Turn the rows from the line holding "Target: man in blue t-shirt" through the final line of the rows, inclusive, into a numbered list. Leave out any blank lines.

Box-labeled dataset extracts
○ ○ ○ ○ ○

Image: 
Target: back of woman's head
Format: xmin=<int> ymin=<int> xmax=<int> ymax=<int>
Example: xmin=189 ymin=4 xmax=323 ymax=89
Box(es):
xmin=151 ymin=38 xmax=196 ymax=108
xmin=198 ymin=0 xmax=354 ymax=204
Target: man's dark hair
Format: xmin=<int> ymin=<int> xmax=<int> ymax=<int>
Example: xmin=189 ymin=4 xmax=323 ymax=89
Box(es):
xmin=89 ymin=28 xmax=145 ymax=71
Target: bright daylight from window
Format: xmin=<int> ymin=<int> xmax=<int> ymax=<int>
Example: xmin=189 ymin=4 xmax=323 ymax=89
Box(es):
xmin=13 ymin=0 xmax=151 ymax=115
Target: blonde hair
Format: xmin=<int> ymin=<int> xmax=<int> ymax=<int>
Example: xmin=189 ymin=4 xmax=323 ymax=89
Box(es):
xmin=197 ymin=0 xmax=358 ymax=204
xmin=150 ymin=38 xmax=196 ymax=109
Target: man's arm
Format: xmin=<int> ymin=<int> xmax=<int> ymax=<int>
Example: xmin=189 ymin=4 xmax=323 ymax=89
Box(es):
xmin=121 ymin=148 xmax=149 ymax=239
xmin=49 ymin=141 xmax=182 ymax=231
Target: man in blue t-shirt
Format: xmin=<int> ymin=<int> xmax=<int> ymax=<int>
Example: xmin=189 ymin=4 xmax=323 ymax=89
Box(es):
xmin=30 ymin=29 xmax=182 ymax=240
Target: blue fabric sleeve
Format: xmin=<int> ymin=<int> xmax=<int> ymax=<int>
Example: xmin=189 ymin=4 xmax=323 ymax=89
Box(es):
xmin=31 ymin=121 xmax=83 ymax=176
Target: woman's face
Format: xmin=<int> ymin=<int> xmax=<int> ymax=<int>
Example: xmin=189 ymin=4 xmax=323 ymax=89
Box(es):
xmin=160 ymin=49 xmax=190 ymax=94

○ ○ ○ ○ ○

● EXERCISE SOLUTION:
1. Target: man in blue t-shirt
2. Format: xmin=<int> ymin=<int> xmax=<int> ymax=<int>
3. Example: xmin=189 ymin=4 xmax=323 ymax=89
4. Box(es):
5. xmin=30 ymin=29 xmax=182 ymax=240
6. Target: blue fabric sleeve
7. Format: xmin=<int> ymin=<int> xmax=<int> ymax=<int>
8. Example: xmin=189 ymin=4 xmax=323 ymax=89
9. Box(es):
10. xmin=31 ymin=121 xmax=83 ymax=176
11. Target: woman's face
12. Format: xmin=<int> ymin=<int> xmax=<int> ymax=<int>
13. Example: xmin=189 ymin=4 xmax=323 ymax=89
14. Box(es):
15. xmin=160 ymin=49 xmax=190 ymax=94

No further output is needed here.